▶ EXERCISE AIM: Please copy out every line below word for word, leaving out the picture.

--- DATA PROVIDED ---

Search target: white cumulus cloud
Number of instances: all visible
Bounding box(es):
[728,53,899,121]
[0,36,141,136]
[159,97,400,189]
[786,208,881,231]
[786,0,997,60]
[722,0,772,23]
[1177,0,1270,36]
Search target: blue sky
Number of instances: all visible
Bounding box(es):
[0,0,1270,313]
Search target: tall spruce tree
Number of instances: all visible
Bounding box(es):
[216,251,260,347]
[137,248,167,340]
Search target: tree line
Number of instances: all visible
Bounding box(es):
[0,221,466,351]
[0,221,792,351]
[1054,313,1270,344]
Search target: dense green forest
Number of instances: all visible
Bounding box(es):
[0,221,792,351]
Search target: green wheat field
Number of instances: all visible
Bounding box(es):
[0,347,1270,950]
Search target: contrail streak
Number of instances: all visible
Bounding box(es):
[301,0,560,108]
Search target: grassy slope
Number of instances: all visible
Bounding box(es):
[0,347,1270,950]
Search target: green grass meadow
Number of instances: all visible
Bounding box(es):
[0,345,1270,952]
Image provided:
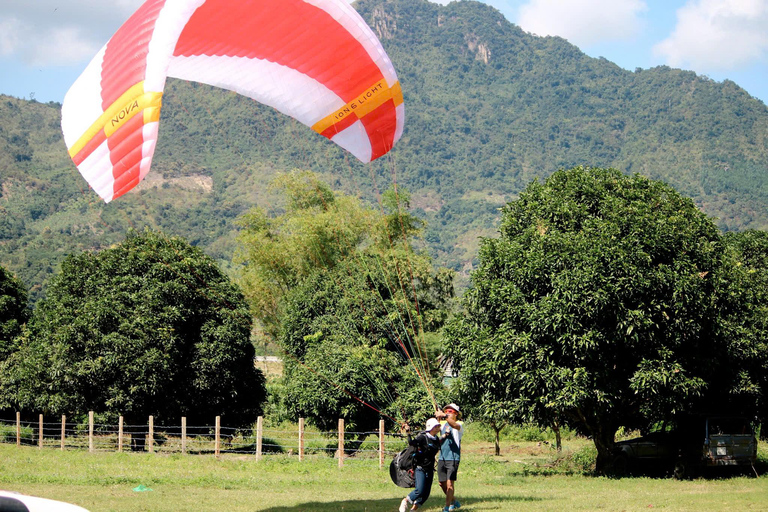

---

▶ SOLUTION FOR THIS EXERCISE:
Search target: white cumulus cloud
Number of instances: all visible
Bounding box(es):
[728,53,899,121]
[0,36,141,136]
[159,97,400,189]
[786,208,881,231]
[786,0,997,60]
[722,0,772,23]
[1177,0,1270,36]
Search target: blue sky
Number of instances: all visible
Bounding box(es):
[0,0,1270,313]
Search target: tall spruce tree
Number of instances: all visible
Bounding box(es):
[216,251,260,347]
[137,248,167,340]
Search target: tree line
Number of instances: all visible
Bounding box(es):
[0,221,466,351]
[0,221,792,351]
[1054,313,1270,344]
Search target: dense green forest
Number of instances: all visible
Bounding box(es):
[0,221,792,351]
Search target: green wheat field
Number of instances: all visible
Bounding box(es):
[0,347,1270,950]
Search target: contrail streak
Number of instances: all visible
Bounding box(es):
[301,0,560,108]
Search target: grassy slope
Number of instances: all visible
Bounding box(es):
[0,347,1270,950]
Search target: green grass meadow
Number of instances: all visible
Bounding box(es):
[0,345,1270,952]
Image provided:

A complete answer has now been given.